**Input for this task**
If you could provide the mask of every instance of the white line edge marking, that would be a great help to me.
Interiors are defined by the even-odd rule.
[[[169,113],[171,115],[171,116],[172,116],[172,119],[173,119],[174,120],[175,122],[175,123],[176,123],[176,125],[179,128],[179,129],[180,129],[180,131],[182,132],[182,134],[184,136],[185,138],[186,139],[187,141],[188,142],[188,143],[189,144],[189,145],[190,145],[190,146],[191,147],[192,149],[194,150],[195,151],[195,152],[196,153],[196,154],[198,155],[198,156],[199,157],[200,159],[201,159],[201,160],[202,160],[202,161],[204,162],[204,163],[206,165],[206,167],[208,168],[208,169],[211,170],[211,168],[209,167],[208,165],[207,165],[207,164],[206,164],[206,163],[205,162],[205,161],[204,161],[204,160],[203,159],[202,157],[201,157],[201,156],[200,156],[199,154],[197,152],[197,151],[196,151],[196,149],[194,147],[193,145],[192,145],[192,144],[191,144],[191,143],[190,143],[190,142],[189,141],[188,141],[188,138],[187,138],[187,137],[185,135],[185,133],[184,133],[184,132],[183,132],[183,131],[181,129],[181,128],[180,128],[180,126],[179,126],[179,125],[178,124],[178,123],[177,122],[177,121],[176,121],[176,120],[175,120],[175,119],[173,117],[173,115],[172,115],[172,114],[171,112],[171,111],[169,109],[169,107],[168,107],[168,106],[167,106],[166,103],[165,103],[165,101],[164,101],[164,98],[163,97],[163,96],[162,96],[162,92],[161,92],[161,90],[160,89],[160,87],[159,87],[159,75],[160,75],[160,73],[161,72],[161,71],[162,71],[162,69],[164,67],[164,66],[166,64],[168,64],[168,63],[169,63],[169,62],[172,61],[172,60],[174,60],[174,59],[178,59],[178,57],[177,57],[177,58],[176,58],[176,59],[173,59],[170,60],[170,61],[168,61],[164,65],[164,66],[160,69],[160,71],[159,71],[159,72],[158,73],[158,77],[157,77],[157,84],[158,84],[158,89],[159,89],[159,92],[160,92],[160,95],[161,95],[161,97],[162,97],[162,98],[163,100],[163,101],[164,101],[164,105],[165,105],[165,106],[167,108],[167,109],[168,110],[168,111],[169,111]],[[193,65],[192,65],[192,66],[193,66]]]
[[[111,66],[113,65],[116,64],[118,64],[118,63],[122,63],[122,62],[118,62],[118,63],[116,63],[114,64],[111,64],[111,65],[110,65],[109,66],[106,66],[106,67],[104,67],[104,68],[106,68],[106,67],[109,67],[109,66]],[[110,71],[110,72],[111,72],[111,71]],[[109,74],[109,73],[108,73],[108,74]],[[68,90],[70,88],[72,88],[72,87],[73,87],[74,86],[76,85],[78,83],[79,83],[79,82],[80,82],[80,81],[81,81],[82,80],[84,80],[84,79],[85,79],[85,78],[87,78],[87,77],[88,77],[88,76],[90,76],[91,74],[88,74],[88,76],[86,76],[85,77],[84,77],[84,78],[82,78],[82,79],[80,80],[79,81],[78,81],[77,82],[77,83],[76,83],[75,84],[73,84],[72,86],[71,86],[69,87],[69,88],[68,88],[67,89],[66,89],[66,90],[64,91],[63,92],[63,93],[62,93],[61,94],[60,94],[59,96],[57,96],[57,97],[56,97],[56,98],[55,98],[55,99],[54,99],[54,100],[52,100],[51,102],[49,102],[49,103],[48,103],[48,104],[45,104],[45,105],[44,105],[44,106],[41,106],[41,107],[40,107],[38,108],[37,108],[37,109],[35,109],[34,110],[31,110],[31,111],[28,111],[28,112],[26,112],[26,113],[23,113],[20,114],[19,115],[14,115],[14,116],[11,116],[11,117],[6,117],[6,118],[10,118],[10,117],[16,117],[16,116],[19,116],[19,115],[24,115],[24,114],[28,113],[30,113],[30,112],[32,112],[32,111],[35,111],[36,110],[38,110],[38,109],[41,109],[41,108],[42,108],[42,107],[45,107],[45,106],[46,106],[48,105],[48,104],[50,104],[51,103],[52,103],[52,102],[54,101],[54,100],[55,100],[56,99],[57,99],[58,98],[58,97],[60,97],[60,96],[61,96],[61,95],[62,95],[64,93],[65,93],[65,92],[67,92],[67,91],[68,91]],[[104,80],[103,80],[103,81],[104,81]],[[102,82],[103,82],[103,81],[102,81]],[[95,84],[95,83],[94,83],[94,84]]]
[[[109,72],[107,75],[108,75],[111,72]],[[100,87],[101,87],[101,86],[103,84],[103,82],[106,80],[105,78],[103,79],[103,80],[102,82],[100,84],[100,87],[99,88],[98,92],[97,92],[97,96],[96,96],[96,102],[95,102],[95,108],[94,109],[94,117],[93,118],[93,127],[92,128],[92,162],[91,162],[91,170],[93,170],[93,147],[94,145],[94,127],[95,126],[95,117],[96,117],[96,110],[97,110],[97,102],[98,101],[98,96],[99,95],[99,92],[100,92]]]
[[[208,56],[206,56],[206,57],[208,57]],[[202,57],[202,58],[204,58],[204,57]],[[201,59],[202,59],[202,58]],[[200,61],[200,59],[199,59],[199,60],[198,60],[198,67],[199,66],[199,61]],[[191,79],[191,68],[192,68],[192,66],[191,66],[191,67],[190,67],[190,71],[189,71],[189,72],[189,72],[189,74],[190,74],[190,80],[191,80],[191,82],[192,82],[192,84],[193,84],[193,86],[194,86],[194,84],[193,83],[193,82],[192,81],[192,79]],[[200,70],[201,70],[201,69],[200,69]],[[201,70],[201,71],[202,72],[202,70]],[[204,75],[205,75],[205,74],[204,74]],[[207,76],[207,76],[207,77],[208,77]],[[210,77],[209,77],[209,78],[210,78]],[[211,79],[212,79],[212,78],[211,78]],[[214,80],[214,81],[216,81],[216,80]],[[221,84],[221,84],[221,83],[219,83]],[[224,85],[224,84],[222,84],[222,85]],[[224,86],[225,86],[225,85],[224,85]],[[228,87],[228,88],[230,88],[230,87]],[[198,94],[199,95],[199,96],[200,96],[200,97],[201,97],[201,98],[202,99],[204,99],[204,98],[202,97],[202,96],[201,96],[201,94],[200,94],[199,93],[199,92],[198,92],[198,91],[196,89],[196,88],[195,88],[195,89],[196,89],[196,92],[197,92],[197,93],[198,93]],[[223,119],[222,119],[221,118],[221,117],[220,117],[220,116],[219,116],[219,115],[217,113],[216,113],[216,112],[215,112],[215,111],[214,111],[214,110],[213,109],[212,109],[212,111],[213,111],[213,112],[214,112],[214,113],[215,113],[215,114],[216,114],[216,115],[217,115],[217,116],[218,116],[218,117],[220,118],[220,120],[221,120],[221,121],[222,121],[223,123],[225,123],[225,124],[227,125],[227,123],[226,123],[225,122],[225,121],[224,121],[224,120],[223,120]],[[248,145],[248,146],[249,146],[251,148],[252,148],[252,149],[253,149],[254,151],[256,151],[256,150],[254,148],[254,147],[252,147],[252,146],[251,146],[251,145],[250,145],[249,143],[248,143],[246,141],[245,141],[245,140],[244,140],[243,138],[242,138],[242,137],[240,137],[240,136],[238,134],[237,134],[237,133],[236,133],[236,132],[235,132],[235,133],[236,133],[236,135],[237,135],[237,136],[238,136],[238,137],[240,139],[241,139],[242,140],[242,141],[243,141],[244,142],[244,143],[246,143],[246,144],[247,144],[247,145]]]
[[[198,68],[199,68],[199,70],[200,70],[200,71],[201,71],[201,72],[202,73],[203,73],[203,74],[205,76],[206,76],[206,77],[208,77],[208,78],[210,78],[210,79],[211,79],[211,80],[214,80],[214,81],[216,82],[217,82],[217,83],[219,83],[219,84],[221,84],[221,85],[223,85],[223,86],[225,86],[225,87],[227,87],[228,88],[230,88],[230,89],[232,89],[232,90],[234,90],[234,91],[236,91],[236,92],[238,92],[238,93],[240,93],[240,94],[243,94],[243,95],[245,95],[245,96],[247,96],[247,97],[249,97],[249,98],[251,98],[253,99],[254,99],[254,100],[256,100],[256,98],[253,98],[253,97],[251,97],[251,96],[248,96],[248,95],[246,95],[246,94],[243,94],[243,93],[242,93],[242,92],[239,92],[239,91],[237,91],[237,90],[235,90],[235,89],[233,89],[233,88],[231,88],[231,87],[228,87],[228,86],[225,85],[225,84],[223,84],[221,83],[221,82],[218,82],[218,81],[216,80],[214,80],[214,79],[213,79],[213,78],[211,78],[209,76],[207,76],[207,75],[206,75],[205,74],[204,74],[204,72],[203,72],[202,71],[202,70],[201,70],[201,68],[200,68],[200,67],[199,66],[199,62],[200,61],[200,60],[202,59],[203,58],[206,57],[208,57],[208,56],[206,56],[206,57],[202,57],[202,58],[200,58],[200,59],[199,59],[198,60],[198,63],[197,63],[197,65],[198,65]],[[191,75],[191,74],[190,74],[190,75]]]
* * *
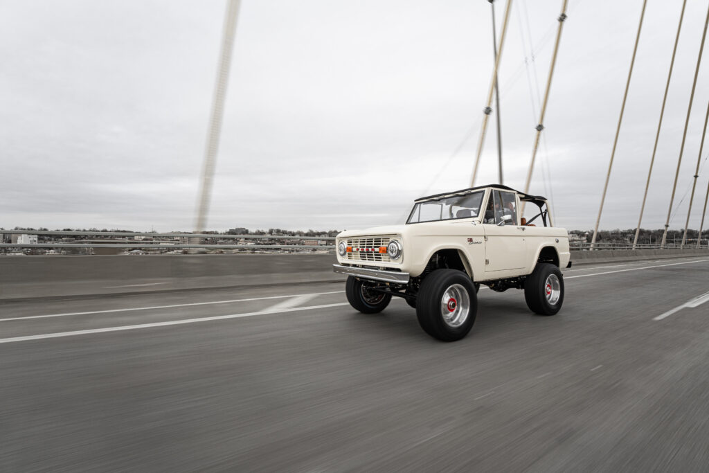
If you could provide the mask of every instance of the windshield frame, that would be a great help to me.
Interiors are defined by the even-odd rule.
--
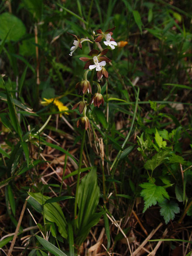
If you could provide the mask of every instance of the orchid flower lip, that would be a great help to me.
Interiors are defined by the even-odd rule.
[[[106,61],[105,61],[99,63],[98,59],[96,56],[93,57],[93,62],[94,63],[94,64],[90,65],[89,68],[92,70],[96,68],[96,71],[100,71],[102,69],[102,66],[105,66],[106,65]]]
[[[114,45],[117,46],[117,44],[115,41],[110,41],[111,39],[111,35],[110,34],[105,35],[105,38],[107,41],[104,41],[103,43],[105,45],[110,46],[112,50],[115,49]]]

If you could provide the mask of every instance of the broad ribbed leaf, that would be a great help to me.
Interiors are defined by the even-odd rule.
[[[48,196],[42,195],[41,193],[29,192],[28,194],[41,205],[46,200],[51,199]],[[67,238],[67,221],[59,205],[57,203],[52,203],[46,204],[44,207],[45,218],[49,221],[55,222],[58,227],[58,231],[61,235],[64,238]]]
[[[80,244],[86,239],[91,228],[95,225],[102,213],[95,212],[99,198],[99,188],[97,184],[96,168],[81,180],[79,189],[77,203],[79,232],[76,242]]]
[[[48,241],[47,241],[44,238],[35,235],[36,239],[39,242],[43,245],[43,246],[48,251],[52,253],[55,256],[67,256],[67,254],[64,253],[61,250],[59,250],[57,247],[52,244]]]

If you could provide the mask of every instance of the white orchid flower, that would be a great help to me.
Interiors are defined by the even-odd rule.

**What is needed**
Locate every line in the records above containing the word "that" with matching case, and copy each of those lines out in full.

**Completed task**
If you could provide the mask of every instance of the white line edge marking, that would be a great help to me.
If you could provide the mask of every instance of the windshield frame, that would be a great help to me.
If you could provide the mask of every instance of the orchid flower lip, that would be a great help to me.
If you could provide the mask of every instance of the broad ribbed leaf, that would be a great help to me.
If you could provide the mask of every instance of the white orchid flower, that would be a great help to me.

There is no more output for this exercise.